*Passage présenté*.

Ce parcours des formes existantes de féminisation et les règles pour les noms de métiers avec le suffixe -eur montrent que le français a dans certains cas de multiples moyens pour féminiser un substantif. Certains noms de métiers comme « auteur » sont dotés de deux concurrents, tandis que d’autres noms comme « médecin » ont été jusqu’à récemment forcés de compter sur l’adjonction de « femme » au nom masculin. Certaines formes, qui désignaient le statut matrimonial d’une personne, « ont tendance à tomber en désuétude » (l’Académie française, site internet), tout comme « authoresse », « auteuresse », « autoresse ». Passons maintenant à la partie corpus et méthode.
Corpus et méthode utilisés
Corpus
Nous avons procédé à des recherches sur la féminisation des neuf noms de métiers suivants dans le journal français Le Monde et le journal québécois Le Devoir pendant les trois années 2001, 2010 et 2019.

*Objectifs*.
[a] Résumez en deux phrases le passage ci-dessus sur la féminisation des noms de métiers.
[b] D'après le passage sur la féminisation des noms de métiers, répondez brièvement à ces questions :
(i) Quel nom de métier a dû, jusqu'à récemment, compter sur l'adjonction de « femme » au nom masculin ?
(ii) Dans quels deux journaux les recherches ont-elles été menées ?
(iii) Combien de noms de métiers ont été étudiés ?
[c] Traduisez en anglais la phrase suivante du passage sur la féminisation des noms de métiers : « Ce parcours des formes existantes de féminisation et les règles pour les noms de métiers avec le suffixe -eur montrent que le français a dans certains cas de multiples moyens pour féminiser un substantif. »

*Extrait des données*.
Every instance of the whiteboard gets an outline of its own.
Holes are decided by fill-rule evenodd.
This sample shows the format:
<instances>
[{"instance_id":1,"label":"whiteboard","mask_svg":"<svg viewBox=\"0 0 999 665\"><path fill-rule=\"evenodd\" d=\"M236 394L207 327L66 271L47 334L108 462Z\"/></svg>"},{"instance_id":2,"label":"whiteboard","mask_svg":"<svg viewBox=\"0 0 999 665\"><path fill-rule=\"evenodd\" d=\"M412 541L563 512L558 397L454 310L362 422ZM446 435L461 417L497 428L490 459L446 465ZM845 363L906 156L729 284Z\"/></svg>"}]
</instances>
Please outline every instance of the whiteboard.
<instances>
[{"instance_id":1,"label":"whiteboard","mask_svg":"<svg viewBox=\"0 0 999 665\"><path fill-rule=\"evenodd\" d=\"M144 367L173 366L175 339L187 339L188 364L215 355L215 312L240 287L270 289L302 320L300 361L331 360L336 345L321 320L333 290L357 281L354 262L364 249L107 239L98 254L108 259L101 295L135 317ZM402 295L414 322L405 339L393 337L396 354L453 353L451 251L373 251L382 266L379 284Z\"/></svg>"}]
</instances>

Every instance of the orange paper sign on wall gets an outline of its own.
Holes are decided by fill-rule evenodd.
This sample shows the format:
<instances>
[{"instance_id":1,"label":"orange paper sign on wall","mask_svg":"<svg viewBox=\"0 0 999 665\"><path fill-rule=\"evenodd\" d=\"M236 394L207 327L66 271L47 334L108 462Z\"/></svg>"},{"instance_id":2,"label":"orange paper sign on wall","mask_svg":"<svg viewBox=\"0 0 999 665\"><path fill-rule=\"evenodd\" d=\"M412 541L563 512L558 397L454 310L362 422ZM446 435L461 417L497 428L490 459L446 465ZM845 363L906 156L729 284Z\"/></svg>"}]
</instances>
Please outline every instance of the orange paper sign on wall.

*Réponses par consigne*.
[a] Le français dispose parfois de plusieurs moyens pour féminiser un nom de métier : « auteur » a deux concurrents, alors que « médecin » a longtemps dépendu de l'ajout de « femme » au nom masculin. La recherche porte sur la féminisation de neuf noms de métiers dans Le Monde et Le Devoir en 2001, 2010 et 2019.

[b]
(i) « médecin »
(ii) Le Monde et Le Devoir
(iii) Neuf

[c] This survey of existing forms of feminization and the rules for occupational nouns with the suffix -eur show that French in some cases has multiple ways to feminize a noun.